◆ Exercise
Reproduce each line of the listing exactly.

>> BEGIN

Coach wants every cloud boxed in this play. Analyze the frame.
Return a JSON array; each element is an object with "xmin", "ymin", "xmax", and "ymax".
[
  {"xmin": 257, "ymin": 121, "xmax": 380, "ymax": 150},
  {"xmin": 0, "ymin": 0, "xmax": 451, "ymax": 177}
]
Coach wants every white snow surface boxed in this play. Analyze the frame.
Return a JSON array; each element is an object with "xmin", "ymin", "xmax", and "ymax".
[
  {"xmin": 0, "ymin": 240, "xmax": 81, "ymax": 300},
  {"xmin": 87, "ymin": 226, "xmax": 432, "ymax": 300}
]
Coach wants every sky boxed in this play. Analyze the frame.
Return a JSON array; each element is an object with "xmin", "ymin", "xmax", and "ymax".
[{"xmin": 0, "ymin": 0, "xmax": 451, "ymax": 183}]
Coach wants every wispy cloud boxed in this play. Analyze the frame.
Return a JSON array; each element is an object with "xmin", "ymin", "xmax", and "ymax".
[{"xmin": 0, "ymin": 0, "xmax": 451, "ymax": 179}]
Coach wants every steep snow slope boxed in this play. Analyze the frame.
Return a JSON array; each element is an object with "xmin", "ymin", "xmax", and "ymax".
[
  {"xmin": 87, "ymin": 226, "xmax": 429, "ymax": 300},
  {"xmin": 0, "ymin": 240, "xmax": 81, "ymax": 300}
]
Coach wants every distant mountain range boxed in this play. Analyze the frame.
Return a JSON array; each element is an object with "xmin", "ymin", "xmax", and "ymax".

>> END

◆ Result of the exercise
Coach wants every cloud boxed in this play. Analyze the frame.
Return a JSON array; each element is an object with "xmin", "ymin", "xmax", and "ymax".
[
  {"xmin": 257, "ymin": 121, "xmax": 380, "ymax": 150},
  {"xmin": 0, "ymin": 0, "xmax": 451, "ymax": 177}
]
Coach wants every white snow surface boxed in this play. Analyze the frame.
Return a JSON array; each element is an object with "xmin", "ymin", "xmax", and "ymax".
[
  {"xmin": 0, "ymin": 240, "xmax": 81, "ymax": 300},
  {"xmin": 87, "ymin": 226, "xmax": 432, "ymax": 300}
]
Coach wants every sky boxed in this play. Analyze the frame.
Return a JSON array; each element is an object with "xmin", "ymin", "xmax", and "ymax".
[{"xmin": 0, "ymin": 0, "xmax": 451, "ymax": 183}]
Coach wants every wispy cloud boxed in this play. Analyze the frame.
Return a JSON array; each element is an object with "xmin", "ymin", "xmax", and "ymax".
[{"xmin": 0, "ymin": 0, "xmax": 451, "ymax": 179}]
Coach wants every steep snow slope boxed in this play. Analyze the frame.
Return a JSON array; each element is an object with "xmin", "ymin", "xmax", and "ymax".
[
  {"xmin": 87, "ymin": 226, "xmax": 429, "ymax": 300},
  {"xmin": 0, "ymin": 240, "xmax": 81, "ymax": 300}
]
Coach wants every distant mountain range boxed in this play. Analyze the frame.
Return a JSON array; each element is an object with "xmin", "ymin", "xmax", and "ymax".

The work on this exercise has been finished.